[Image location labeling entries]
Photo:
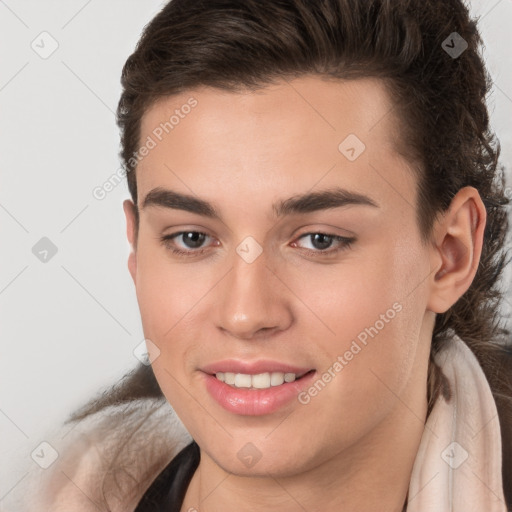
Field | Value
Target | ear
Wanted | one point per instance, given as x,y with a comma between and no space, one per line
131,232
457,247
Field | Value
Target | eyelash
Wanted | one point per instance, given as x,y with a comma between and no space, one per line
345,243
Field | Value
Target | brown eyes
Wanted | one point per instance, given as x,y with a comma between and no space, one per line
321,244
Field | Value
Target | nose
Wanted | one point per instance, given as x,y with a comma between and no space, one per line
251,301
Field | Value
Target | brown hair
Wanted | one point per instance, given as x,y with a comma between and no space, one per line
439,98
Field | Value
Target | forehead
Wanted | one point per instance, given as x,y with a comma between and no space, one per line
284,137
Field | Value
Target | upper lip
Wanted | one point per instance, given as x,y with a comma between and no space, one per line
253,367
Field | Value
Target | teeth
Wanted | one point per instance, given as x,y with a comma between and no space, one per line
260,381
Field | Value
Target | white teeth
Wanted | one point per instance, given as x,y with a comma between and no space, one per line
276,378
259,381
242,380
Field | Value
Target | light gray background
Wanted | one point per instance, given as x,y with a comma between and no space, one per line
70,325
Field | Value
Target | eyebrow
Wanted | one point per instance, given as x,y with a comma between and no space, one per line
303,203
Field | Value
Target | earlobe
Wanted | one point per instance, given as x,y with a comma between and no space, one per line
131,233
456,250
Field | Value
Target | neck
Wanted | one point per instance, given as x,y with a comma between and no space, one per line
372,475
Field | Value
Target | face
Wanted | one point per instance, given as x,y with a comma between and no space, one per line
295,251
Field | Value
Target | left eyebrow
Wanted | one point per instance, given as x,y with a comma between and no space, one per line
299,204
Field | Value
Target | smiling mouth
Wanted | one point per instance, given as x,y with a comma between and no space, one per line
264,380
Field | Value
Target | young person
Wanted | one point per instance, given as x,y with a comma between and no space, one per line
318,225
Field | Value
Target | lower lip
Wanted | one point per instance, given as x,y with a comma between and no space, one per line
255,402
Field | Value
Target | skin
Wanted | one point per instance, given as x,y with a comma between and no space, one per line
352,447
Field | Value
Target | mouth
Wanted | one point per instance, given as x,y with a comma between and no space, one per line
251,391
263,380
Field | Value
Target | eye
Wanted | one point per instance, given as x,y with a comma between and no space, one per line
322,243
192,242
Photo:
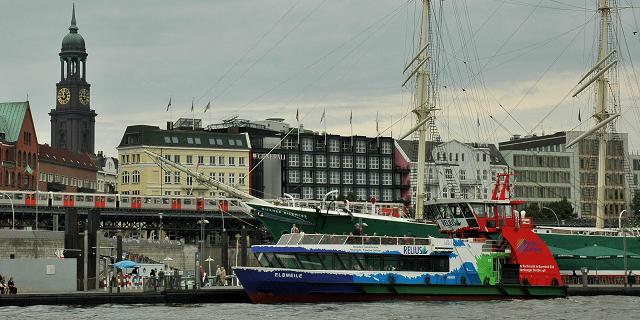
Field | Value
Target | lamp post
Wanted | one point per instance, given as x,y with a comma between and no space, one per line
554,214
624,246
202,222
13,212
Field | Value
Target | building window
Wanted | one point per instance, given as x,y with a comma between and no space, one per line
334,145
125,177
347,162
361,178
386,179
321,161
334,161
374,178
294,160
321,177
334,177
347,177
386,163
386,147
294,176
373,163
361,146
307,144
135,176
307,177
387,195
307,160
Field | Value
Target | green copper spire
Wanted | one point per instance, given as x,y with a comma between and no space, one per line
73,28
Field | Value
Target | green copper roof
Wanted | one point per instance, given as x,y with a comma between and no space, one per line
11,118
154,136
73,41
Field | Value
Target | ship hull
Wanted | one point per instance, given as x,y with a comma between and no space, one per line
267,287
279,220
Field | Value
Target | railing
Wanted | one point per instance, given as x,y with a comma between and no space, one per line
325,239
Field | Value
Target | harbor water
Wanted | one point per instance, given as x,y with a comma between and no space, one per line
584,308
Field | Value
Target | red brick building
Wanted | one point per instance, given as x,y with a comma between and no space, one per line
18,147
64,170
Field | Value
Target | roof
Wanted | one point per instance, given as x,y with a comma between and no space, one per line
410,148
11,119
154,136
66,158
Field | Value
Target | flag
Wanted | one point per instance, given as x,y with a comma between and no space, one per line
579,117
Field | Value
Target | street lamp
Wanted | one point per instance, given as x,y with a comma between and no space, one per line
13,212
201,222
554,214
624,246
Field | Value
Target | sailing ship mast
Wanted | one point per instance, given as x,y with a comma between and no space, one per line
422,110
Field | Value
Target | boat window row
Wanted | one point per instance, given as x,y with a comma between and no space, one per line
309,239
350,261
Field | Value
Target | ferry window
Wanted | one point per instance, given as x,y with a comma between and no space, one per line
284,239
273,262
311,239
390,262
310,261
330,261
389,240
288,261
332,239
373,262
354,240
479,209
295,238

§ Problem details: State the number of lines in the items above that contain the string "eyebrow". Reply with the number alone.

§ Solved exercise: 2